■ Direction A
Using the article on MariaDB backups and configuration, answer each question briefly.
(i) At what path is the dedicated backup disk mounted?
(ii) After --prepare resets the binlog, where does the GTID live?
(iii) What do replicas with the same server_id as the primary do with events that look like their own writes?
■ Direction B
Decide whether each statement agrees with the article on MariaDB backups and configuration. For each, answer yes or no and quote the words from the article that decide it.
(i) In this setup, the --copy-back step is eliminated.
(ii) On a replica, read_only stops the replication thread from applying changes.
(iii) log_bin is needed on a pure read replica that will never be promoted to primary.
■ Direction C
Write the next part of the article on MariaDB backups and configuration, picking up right after its final sentence.

■ Article
— Begin —

Stage 6 — mariadb-backup, demoted
I didn’t throw mariadb-backup away. I just stopped asking it to be the primary defense. It now runs on a dedicated backup disk mounted at /mariadbbackup. The trick that made this fast: write the backup directly to the root of that disk, then --prepare it in place.
mariadb-backup --backup --target-dir=/backup --parallel=4 --throttle=2000
mariadb-backup --prepare --target-dir=/backup --use-memory=1G
After --prepare, the backup disk is a bootable MariaDB data directory. Then I trigger an Azure ad-hoc snapshot of that disk into the same Backup Vault.
| Step | Traditional | This setup |
|---|---|---|
--prepare | At restore (10–30 min for 1TB) | At backup time, already done |
--copy-back | At restore (30–60 min for 1TB) | Eliminated — backup disk is the datadir |
Restore from this path is the same procedure as Stage 5: pull the backup disk from the vault, attach it at LUN 9 (it becomes the data disk now), boot. One subtlety: --prepare resets the binlog, so @@gtid_binlog_pos is empty after boot. The GTID lives in mariadb_backup_binlog_info instead. On the primary, run RESET MASTER then SET GLOBAL gtid_binlog_state = '<gtid>' from that file so new transactions continue from the right place; replicas link with the same GTID via gtid_slave_pos. There’s nothing left to copy. It’s a defense-in-depth path that’s independent of the primary snapshot chain — different disk, different backup instance, different recovery point — but uses the exact same restore mechanism. Two parallel paths, one workflow.
The config knobs that earned their keep
Self-hosting forces you to actually read my.cnf. A managed offering hides this. Here’s the short list of variables that stopped being trivia and started being load-bearing.
server_id — every node in a replication topology needs a unique integer. Sounds obvious until you clone a primary’s data disk to a replica and forget to override it. Replicas with the same server_id as the primary will skip events that look like their own writes. Silent breakage.
read_only — keeps a replica from accepting writes from non-SUPER users. Two gotchas: (1) the replication thread is SUPER, so replication still applies, which is what you want; (2) read_only is also the lever in the controlled shutdown sequence on the primary — flip it ON, drain connections, then shut down. Don’t forget to flip it OFF after a planned restart, or your application will keep getting “server is read-only” errors until someone notices.
log_bin + binlog_format=ROW — required on the primary for replication to exist at all. Not needed on a pure read replica (saves a chunk of disk I/O), but required if that replica might ever be promoted to primary. ROW format ships actual row changes rather than statements; safer for non-deterministic queries (think NOW(), UUID()).

— End —

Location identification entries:
— Begin —

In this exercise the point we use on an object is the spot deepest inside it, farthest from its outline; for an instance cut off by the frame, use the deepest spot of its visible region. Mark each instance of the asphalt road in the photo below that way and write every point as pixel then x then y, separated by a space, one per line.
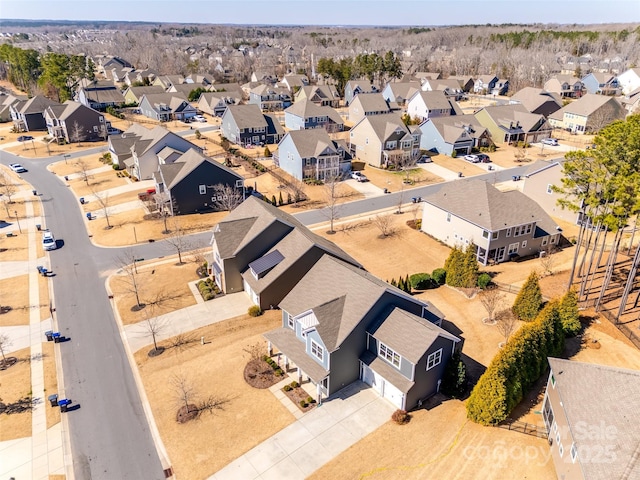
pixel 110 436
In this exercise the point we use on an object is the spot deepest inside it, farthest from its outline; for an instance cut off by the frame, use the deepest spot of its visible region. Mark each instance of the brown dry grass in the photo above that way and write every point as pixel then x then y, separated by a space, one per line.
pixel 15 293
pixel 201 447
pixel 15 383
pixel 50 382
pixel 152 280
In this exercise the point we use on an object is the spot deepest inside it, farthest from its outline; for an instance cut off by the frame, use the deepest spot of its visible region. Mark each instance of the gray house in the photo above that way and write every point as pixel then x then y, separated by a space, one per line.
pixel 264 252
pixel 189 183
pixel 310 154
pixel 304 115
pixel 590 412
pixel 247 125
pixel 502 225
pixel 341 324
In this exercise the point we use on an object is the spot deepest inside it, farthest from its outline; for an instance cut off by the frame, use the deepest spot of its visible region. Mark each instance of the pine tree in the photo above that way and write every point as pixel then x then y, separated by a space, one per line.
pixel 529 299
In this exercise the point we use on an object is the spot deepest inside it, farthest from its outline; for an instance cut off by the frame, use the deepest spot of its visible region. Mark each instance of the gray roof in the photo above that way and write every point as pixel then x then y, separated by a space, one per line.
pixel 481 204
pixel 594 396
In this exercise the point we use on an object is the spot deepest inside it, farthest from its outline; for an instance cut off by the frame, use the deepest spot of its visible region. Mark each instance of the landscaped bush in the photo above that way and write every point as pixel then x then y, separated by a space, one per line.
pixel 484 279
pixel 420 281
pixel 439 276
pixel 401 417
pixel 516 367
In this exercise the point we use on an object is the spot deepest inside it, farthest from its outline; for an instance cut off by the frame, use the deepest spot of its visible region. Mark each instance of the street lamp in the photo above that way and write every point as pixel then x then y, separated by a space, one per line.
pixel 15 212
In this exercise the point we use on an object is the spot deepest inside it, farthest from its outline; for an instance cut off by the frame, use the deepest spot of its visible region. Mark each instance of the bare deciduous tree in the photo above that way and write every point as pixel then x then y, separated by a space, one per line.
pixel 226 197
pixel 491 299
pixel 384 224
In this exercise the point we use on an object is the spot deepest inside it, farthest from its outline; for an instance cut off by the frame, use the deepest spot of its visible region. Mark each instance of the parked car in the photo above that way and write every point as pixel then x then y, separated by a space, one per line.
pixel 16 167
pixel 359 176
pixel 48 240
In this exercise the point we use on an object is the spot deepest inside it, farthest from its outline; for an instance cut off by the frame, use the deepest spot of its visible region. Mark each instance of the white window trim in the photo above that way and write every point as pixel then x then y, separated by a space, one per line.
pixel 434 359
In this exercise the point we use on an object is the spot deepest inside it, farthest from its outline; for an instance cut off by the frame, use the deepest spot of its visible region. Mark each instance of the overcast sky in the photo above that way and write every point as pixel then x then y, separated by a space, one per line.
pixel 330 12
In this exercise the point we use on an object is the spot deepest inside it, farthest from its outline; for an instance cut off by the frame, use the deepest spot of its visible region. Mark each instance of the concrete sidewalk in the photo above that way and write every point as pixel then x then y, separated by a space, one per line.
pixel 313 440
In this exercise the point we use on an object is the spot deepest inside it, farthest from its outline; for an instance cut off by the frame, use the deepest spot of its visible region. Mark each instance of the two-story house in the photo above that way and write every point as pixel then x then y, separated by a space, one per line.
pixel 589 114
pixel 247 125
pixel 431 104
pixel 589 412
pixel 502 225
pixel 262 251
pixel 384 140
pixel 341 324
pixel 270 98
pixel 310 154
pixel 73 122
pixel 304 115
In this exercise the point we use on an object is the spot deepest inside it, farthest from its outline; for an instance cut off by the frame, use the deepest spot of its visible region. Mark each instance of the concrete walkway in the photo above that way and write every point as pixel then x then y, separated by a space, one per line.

— End —

■ Result A
(i) /mariadbbackup
(ii) In mariadb_backup_binlog_info
(iii) They skip them.

■ Result B
(i) Yes: "Eliminated — backup disk is the datadir"
(ii) No: "the replication thread is SUPER, so replication still applies"
(iii) No: "Not needed on a pure read replica (saves a chunk of disk I/O)"

■ Result C
gtid_strict_mode=ON — refuses to apply transactions out of GTID order. Catches replica drift early instead of letting it silently rot.
sync_binlog=1 + innodb_flush_log_at_trx_commit=1 — the durability pair. Forces an fsync on the binlog and the InnoDB redo log on every commit. Slower per-transaction, but it’s what makes “the snapshot captures a committed transaction” actually true. Anything less and you’re rolling the dice on the last second of writes.
innodb_doublewrite=ON + innodb_checksum_algorithm=full_crc32 — the torn-page and silent-corruption pair. Doublewrite catches partial page writes during a crash; full_crc32 catches bit rot. Together they’re why a crash-consistent snapshot is enough.
innodb_log_file_size — the default 96MB is wrong for anything past a few GB. For ~1TB OLTP, 2G is the standard. Bigger redo log = fewer checkpoints = less I/O pressure = cleaner state when the snapshot fires.
innodb_buffer_pool_size — usually around 70% of RAM on a dedicated DB box. Pair it with innodb_buffer_pool_dump_at_shutdown=ON and innodb_buffer_pool_load_at_startup=ON so a freshly-restored replica isn’t cold for an hour.
max_allowed_packet, wait_timeout, net_read_timeout — the boring networking knobs. The defaults are tiny. A lot of heavy ORMs ship large packets and hold idle connections; if you don’t bump these, you’ll chase ghosts in the application logs that are really just MariaDB politely closing the door.
None of this is exciting. All of it is the difference between a database that survives a bad day and one that needs a postmortem.
Under the hood: what a “snapshot” actually is
I’m a systems person. “Snapshot” felt like magic for too long. Let me unpack it from the bottom up — because once you see it, the whole architecture above stops feeling like a leap of faith.
The block device underneath
Your Premium SSD shows up to Linux as a block device — /dev/sdc or /dev/nvme0n1. To the kernel, it’s just an array of fixed-size blocks (4 KiB each on modern disks) that supports two operations: read block N, write block N. Everything above this is layered fiction.
That “disk” isn’t a physical drive somewhere. It’s a virtual block device backed by Azure’s storage layer — internally, append-only stream/extent storage spread across many physical drives, replicated three ways within a region. To Linux it’s indistinguishable from local NVMe.
XFS gets you files; InnoDB gets you pages
XFS sits on those blocks and gives you filenames, inodes, and a journal. The journal protects filesystem metadata — it does not protect application data. If MariaDB writes a 16KB InnoDB page and the system loses power halfway, XFS may have written 4KB and lost the rest. XFS is fine. The page is torn.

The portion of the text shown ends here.